▸ Istruzioni e requisiti
Individua nell'elenco qui sotto ogni riga in cui compare la parola "woman" e ricopiala per intero, tenendo conto di maiuscole e minuscole.

=== Materiale di lavoro ===

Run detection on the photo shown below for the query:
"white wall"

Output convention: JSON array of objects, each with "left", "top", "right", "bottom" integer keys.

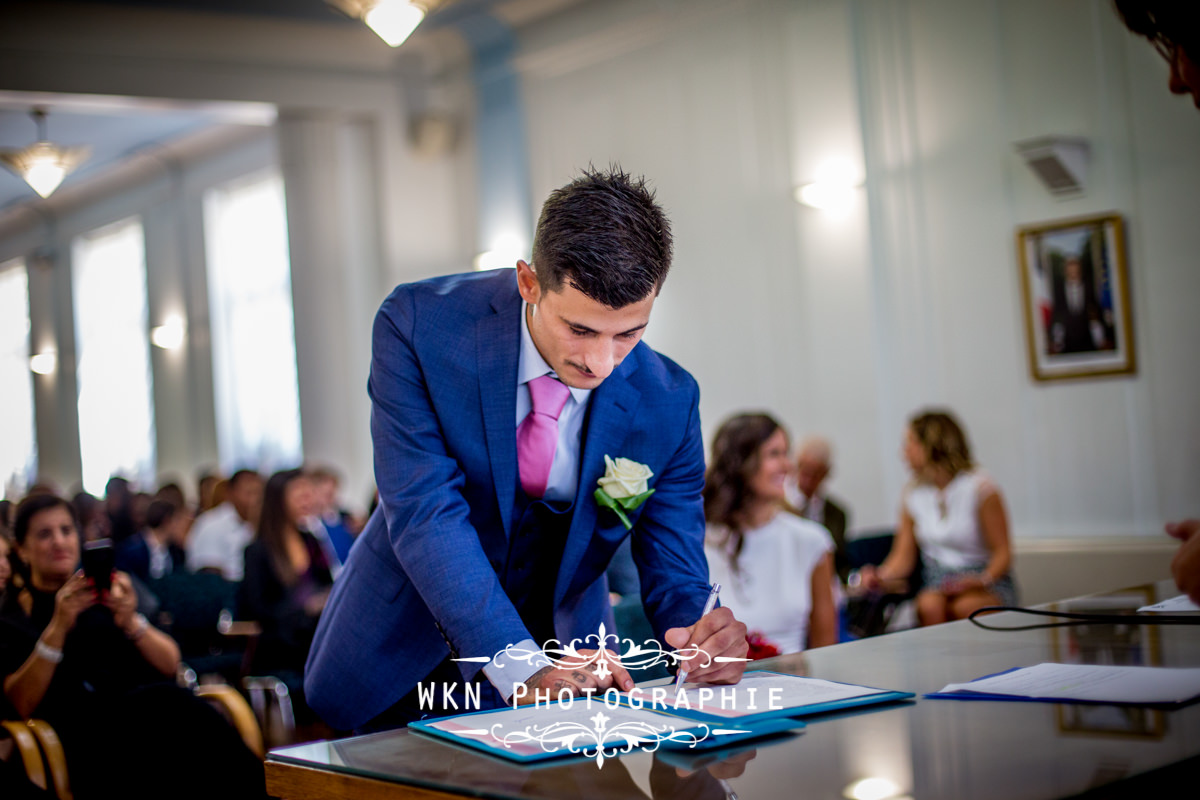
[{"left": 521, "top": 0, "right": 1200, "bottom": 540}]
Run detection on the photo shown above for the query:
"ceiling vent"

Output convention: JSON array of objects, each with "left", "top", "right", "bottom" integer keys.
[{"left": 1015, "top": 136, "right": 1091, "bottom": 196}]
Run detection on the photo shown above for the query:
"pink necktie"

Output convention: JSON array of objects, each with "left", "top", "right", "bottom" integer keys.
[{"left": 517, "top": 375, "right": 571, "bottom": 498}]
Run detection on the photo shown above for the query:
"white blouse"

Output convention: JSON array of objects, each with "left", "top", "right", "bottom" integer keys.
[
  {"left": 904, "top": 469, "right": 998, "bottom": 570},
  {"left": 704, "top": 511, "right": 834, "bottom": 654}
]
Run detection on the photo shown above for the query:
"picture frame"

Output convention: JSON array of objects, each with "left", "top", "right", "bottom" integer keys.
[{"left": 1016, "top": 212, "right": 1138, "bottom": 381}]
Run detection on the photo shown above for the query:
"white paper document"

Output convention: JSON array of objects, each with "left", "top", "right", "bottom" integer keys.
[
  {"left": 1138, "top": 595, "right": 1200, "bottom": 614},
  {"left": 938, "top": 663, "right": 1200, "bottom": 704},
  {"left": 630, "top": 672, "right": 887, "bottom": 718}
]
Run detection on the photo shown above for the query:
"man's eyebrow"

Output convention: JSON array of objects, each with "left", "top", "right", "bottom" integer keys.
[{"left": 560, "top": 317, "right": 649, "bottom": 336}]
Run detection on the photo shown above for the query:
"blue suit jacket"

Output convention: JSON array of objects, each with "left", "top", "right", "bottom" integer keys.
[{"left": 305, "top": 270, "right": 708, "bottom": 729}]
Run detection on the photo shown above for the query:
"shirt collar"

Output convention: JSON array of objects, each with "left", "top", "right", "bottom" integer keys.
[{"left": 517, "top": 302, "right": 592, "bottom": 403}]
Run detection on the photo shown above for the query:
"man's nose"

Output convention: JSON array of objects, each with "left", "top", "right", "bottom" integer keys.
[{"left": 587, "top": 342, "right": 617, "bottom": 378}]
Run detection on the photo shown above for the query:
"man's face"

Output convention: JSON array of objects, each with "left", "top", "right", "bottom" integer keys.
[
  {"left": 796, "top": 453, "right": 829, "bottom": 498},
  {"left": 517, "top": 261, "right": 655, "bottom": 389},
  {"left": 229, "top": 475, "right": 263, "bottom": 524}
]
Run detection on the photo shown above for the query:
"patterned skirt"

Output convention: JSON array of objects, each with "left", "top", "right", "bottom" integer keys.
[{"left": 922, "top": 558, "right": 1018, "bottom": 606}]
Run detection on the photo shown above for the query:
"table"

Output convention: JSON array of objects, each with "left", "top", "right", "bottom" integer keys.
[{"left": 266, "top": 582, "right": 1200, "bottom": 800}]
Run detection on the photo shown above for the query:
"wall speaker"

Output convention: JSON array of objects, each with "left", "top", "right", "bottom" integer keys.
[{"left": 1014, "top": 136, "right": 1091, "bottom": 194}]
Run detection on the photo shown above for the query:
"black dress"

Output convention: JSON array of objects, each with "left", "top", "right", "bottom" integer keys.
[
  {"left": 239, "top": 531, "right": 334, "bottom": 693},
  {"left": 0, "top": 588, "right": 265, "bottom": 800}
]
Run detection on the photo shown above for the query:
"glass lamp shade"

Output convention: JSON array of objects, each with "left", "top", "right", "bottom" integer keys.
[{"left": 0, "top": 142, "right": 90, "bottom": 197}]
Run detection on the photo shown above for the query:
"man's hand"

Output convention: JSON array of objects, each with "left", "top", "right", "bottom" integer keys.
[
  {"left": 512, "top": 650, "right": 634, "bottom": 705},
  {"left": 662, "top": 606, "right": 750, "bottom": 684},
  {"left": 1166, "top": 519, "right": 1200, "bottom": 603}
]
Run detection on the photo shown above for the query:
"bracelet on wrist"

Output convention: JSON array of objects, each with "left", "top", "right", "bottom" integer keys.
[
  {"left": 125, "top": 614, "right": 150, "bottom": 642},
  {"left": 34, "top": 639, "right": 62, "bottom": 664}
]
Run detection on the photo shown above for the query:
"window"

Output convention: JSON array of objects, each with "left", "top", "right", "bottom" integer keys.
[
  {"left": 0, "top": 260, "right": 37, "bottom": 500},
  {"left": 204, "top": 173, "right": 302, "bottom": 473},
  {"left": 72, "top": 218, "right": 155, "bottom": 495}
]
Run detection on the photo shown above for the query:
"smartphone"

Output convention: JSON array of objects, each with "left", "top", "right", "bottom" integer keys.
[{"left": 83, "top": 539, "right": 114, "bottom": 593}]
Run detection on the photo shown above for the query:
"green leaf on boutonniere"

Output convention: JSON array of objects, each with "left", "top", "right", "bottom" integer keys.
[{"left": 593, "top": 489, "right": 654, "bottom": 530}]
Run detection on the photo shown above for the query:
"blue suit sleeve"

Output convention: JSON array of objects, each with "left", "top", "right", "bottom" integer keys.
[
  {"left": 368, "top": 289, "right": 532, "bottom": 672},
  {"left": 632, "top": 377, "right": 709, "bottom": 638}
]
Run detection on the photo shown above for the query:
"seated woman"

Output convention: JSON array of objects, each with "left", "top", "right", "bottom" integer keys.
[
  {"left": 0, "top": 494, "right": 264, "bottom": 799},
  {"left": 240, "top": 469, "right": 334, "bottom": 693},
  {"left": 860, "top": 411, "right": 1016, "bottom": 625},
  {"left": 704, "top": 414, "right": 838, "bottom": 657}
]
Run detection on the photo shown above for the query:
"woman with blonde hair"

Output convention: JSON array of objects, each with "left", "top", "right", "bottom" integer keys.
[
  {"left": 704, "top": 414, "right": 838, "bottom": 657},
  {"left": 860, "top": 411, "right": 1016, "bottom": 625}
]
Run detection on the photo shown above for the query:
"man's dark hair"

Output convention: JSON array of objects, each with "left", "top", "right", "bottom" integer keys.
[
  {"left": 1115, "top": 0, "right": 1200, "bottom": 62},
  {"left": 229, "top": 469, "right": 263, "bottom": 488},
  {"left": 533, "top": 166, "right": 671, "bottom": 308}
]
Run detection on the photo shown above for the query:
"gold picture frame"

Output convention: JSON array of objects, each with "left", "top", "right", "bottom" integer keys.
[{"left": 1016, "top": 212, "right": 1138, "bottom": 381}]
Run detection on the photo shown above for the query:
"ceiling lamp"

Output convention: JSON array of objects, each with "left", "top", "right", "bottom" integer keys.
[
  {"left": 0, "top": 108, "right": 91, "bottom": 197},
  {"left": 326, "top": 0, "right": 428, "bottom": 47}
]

===
=== Materiale di lavoro ===

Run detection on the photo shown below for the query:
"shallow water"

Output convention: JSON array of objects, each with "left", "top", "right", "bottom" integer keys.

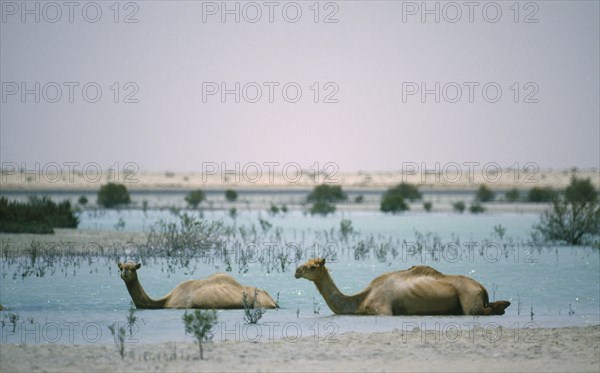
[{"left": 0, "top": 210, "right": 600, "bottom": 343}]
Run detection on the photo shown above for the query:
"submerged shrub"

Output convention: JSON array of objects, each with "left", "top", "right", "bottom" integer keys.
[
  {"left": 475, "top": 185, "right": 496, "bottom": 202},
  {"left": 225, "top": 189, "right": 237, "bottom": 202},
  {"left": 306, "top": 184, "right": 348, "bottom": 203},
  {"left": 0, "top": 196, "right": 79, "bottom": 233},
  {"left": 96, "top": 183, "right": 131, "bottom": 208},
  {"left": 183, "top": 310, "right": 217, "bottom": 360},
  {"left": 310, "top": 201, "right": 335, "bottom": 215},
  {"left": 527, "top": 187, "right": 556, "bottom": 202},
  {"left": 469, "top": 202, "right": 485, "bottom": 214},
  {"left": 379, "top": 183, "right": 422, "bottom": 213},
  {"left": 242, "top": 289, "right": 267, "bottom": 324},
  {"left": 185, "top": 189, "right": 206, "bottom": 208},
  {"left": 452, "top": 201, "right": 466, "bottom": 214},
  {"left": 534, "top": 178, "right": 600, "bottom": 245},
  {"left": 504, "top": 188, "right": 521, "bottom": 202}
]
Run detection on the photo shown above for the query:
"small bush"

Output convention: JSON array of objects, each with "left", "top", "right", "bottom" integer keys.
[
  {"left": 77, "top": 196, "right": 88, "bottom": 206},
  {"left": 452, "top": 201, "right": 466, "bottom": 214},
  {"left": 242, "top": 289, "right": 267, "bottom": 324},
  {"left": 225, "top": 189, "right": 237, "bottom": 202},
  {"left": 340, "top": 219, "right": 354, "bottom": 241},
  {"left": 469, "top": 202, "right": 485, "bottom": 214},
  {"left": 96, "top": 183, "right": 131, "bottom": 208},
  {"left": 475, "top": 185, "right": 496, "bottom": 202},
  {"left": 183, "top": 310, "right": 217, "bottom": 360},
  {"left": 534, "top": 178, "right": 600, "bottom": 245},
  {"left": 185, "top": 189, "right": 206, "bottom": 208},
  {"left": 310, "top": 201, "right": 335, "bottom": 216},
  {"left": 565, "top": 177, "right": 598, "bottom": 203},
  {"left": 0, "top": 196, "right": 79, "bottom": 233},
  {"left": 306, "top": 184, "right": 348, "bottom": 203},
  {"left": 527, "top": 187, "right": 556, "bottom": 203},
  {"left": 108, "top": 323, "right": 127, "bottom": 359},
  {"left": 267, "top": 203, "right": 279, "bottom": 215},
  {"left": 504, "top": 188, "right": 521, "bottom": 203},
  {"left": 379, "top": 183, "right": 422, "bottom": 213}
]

===
=== Materiale di lavoro ===

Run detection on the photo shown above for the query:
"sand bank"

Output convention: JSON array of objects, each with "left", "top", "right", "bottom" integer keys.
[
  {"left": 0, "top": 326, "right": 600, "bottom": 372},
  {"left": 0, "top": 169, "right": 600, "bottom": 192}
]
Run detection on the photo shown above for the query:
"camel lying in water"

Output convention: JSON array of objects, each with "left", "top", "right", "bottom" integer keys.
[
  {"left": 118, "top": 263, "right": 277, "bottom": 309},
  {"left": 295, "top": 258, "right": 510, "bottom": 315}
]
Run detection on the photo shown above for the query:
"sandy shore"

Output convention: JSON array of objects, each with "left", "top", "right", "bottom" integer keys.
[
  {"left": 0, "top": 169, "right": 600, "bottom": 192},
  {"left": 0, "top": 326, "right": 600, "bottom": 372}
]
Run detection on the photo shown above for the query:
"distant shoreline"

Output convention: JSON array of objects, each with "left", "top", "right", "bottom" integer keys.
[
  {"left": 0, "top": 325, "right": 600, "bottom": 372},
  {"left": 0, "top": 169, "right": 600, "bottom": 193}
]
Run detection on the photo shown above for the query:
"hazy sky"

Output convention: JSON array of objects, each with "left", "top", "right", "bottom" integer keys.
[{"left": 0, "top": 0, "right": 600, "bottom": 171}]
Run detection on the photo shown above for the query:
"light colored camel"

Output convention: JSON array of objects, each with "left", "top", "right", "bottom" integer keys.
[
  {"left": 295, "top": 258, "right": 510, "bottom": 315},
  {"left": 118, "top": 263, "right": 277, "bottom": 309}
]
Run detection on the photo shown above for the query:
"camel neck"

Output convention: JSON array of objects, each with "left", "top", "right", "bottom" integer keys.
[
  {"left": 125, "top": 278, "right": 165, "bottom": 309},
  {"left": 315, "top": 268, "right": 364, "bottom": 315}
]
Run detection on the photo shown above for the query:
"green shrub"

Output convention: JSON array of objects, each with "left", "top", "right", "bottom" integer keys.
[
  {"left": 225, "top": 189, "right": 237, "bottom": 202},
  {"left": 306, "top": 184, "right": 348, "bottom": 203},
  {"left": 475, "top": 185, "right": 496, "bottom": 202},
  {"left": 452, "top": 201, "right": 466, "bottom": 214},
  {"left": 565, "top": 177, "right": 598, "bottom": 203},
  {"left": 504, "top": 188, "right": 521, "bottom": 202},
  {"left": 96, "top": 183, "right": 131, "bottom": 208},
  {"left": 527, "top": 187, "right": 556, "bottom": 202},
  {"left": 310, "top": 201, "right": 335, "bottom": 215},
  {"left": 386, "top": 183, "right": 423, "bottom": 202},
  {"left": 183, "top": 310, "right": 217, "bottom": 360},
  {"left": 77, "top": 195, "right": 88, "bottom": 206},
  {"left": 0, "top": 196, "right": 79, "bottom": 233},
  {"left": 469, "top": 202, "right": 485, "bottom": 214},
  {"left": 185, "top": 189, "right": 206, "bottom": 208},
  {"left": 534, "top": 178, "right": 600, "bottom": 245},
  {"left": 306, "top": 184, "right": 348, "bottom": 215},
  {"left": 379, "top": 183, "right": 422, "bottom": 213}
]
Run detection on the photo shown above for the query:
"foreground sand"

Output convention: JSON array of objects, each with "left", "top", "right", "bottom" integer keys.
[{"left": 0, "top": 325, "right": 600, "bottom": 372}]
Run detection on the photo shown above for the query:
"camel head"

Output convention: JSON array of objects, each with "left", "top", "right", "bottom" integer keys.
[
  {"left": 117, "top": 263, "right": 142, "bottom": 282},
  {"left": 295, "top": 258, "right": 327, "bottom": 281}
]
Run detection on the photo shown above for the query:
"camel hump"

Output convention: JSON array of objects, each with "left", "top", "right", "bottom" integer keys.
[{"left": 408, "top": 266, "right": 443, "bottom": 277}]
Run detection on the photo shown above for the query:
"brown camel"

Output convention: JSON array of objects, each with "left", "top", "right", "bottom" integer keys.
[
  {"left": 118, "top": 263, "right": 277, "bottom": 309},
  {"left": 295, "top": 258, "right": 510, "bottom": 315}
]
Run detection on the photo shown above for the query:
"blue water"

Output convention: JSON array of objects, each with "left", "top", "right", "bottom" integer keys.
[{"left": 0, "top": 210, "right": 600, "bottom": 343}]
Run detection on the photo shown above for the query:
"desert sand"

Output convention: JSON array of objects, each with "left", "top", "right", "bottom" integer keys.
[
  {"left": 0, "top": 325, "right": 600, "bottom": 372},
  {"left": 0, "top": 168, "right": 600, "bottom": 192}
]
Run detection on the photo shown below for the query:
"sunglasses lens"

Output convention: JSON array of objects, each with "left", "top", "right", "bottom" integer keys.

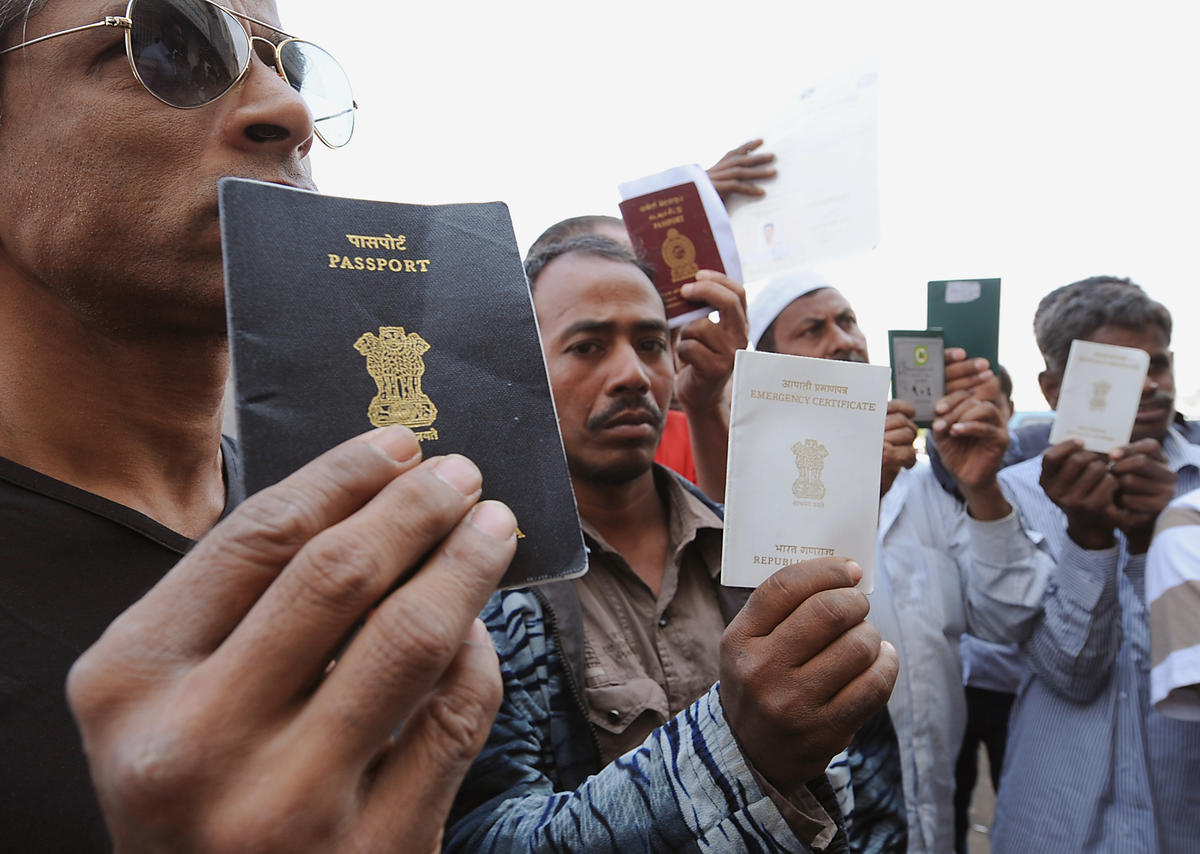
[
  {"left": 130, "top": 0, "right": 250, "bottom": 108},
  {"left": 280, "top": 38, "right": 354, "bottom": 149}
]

===

▸ Risultato completo
"seated woman"
"woman with blonde hair"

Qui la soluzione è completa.